┌─ DOCUMENT SEGMENT
One fear, of course, for the UK government in this regard is that creating a precedent of reaching beyond the time limits in such a case has the potential to remove the barrier to further actions being initiated in the courts against the government by inter alia Governments and nationals of the Caribbean.
Reparations, of course is still very much a live issue in the region; as recently as last year the leaders of three countries in the Caribbean (Antigua, Barbados and St. Vincent) made calls for reparations to be paid by the former slave owning states for the over 400 years of slavery, at the UN General Assembly. There are also various international, including Reprieve (who are interveners in the current case) who campaign for reparations to be paid by the former slave owning nations.
The current judgment is already being heralded as a major victory by many such groups – the key they had been waiting for to unlock the route to reparations throughout the former colonial world. The judgment is however, widely misunderstood. It is erroneously described in one article as ‘a decision of the UK High Court ordering the British Government to pay damages to a group of Kenyans…’, when in reality this is far from the case.
Firstly, this is one of a number of preliminary hearings in this case. The question here was whether the normal time limits apply and therefore if there is a case for the UK Government to answer, a point that McCombe J encapsulated neatly: ‘To say that “there is a case [to answer]” imports the corollary that there is a case on the available materials to the contrary.’ Furthermore, the judgment does not represent a trial, or anything more than a cursory glance, of the substantive issues. As the case is one based in negligence. The vicarious responsibility of the UK government for the persons who carried out the torture will need to be proved, and the claimants will have all the normal hurdles of Duty, Breach and Causation. And the UK government has much it can advance in its defence. The government’s case in part, is that in any event it is not responsible for the actions of the colonial administration:
Any outsider rash enough to suggest to a member of the Colonial Office that, in certain circumstances, more positive direction from Whitehall might be desirable, will almost certainly be reminded that it was such action which led to the loss of thirteen Colonies at once… One is reminded, firmly and correctly, that Governors exist to govern, that the Colonial Office does not run Colonial territories and that their job is to advise; if necessary exhort; but rarely, if ever command.
└─
§ WORK INSTRUCTION 1
Answer these from the judgment commentary:
(a) Which three Caribbean countries' leaders called for reparations at the UN General Assembly?
(b) Which campaigning group is named as an intervener in the current case?
(c) In what area of law is the case based?
§ WORK INSTRUCTION 2
Using the judgment commentary, explain why it is wrong to describe the judgment as an order for the British Government to pay damages.
§ WORK INSTRUCTION 3
Write the next part of the judgment commentary, picking up after the quoted passage about the Colonial Office.
┌─ MATERIAL PROVIDED
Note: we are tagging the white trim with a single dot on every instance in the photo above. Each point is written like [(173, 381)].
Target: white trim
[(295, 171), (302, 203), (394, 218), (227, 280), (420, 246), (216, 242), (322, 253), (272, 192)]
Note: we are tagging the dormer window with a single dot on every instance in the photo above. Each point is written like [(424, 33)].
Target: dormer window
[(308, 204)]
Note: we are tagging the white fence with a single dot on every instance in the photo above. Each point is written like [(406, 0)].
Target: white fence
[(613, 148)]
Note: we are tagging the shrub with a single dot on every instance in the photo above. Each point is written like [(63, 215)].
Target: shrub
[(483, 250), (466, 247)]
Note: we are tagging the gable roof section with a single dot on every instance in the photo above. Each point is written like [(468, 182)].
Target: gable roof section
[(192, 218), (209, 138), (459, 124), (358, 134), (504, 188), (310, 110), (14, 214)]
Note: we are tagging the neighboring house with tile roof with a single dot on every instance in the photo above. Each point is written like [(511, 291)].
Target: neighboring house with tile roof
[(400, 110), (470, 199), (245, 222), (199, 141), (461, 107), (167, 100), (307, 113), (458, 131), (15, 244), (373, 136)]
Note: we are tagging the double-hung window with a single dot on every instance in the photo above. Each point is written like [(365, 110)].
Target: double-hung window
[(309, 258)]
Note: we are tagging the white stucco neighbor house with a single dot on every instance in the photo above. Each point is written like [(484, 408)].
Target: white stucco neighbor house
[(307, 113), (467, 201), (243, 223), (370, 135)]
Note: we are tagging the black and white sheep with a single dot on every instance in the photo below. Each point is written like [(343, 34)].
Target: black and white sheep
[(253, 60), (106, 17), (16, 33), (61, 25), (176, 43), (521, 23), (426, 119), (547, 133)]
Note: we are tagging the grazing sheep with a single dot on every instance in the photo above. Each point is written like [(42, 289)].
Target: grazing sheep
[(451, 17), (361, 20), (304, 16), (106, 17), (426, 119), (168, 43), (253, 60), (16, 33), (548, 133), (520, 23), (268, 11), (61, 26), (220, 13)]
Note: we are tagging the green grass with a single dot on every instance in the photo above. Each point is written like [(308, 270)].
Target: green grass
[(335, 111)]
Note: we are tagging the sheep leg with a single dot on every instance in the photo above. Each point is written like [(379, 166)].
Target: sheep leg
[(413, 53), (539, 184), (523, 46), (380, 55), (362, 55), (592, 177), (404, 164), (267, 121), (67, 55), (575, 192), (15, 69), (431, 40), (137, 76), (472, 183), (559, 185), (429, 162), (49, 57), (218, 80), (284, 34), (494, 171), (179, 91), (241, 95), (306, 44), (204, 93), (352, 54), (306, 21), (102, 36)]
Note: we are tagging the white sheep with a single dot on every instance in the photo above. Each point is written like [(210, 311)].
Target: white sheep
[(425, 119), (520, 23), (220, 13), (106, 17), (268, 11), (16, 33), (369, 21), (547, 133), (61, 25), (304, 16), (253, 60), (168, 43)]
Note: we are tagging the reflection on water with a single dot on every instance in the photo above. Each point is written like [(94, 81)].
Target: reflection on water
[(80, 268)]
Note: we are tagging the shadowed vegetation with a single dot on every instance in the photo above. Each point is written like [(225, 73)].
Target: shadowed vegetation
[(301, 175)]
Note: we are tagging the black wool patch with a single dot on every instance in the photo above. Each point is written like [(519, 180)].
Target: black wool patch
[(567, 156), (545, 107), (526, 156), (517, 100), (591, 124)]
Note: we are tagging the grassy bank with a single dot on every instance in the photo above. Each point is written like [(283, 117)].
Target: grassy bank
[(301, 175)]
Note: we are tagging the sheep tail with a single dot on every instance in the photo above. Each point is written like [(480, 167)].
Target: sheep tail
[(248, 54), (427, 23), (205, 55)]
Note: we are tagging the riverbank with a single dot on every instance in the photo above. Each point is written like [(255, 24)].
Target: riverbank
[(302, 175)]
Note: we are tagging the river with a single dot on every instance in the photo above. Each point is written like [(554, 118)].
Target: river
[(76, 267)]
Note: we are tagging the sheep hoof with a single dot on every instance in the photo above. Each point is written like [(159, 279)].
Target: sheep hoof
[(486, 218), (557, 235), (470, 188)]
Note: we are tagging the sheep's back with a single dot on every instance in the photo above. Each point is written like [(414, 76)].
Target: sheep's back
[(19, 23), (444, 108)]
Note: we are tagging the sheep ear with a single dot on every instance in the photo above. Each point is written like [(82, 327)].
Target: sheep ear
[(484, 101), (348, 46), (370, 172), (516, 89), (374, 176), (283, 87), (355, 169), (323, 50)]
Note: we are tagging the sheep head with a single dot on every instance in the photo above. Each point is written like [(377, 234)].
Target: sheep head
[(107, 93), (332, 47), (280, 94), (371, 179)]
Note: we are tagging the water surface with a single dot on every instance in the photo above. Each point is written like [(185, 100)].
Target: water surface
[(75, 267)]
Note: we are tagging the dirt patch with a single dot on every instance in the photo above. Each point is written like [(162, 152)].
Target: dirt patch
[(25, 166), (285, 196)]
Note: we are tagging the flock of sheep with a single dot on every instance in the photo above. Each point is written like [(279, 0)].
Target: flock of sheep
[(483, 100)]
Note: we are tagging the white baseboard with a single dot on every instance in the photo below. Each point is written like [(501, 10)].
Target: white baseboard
└─
§ TASK OUTPUT 1
(a) Antigua, Barbados and St. Vincent.
(b) Reprieve.
(c) Negligence.

§ TASK OUTPUT 2
The judgment came from one of several preliminary hearings, and that hearing decided only whether the normal time limits apply and so whether the UK Government has a case to answer. It was not a trial of the substantive issues. The claimants must still prove the government's vicarious responsibility and clear the hurdles of duty, breach and causation.

§ TASK OUTPUT 3
Secondly, it should be appreciated that this case is one in which the claimants are still alive and able to attend the trial. The UK government accepted that the three successful claimants had been tortured as they alleged, and there was medical evidence to support it. They were also required to give live evidence, notwithstanding the thousands of items of written evidence and the previously mentioned academic texts, together with the meticulous research that went into their preparation.A fourth claimant, who has died since the court case began, in respect of whom there is no medical evidence nor any admission on the part of the UK government, was unsuccessful in respect of the s33 application made on her behalf.
Thirdly, while McCombe J’s decision was most erudite and judicious, it remains to be seen what view his new colleagues in the Court of Appeal will take to this undeniably radical decision. And even if the decision stands up to that further, as has already been mentioned, the difficulties of establishing negligence will have to be faced. It is clear that this can be an uphill battle in even the most mundane contexts.
It therefore remains the case, as it was before this Mau Mau judgment, highly unlikely that the UK government will find itself liable to pay millions to those seeking reparations in the Caribbean.